Текст документа:
---*---

Весьма примечательно то, что Штейнер, как и Фрейд, проводит параллель между сновидческими и художественными образами. «Прекрасную игру фантазии, лежащую в основе художественного ощущения, люди охотно сравнивают со сновидениями», – и для этого существуют глубокие основания, замечает Штейнер в «Очерке тайноведения» (с. 60). Объяснение этого подобия художественного творчества и сна (мы уже видели, что именно «сновидческое» качество приписывали критики поэзии А. Герцык) можно найти, обратившись к эволюционной теории Штейнера. Согласно одному из ее представлений, сновидческое состояние, каким мы имеем его ныне, есть атавистический остаток весьма древнего мировидения: «В сновидениях проявляется в настоящее время в человеке как пережиток то, что было раньше нормальным состоянием»[193]. А именно в ту эпоху, когда еще существовала Атлантида, человек, у которого четвертый член его существа, Я, находился тогда в зародышевой форме, видел мир отнюдь не так, как видим его мы: предметы физической действительности были для него лишены четких очертаний, и сквозь них просвечивала иная реальность – мир духовный. Человек видел окружающее примерно таким, какой пред нами выступает сновидческая действительность. Это сходство становится понятным, если принять во внимание то, что во сне «Я выключается, и тогда наступают пережитки древних состояний сознания»[194]. Именно благодаря развитию Я, учил Штейнер, мы стали ориентироваться в физическом мире, – но эту способность мы обрели ценой утраты древнего «ясновидения» – способности к созерцанию мира духовного.

---*---

Собранный материал:
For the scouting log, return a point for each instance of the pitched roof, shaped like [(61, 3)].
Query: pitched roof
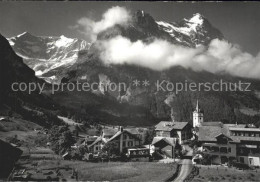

---*---

Что сделать:
Ответьте, пожалуйста, на вопросы по фрагменту о Штейнере:
1. С кем Штейнер сходится, проводя параллель между сновидческими и художественными образами?
2. В какую эпоху человек видел мир примерно таким, какой перед нами выступает сновидческая действительность?
3. Что, по учению Штейнера, человек утратил ценой развития Я?
Этот материал для работы не понадобится.

Решение задачи:
1. С Фрейдом.
2. В эпоху, когда еще существовала Атлантида.
3. Древнее «ясновидение», то есть способность к созерцанию мира духовного.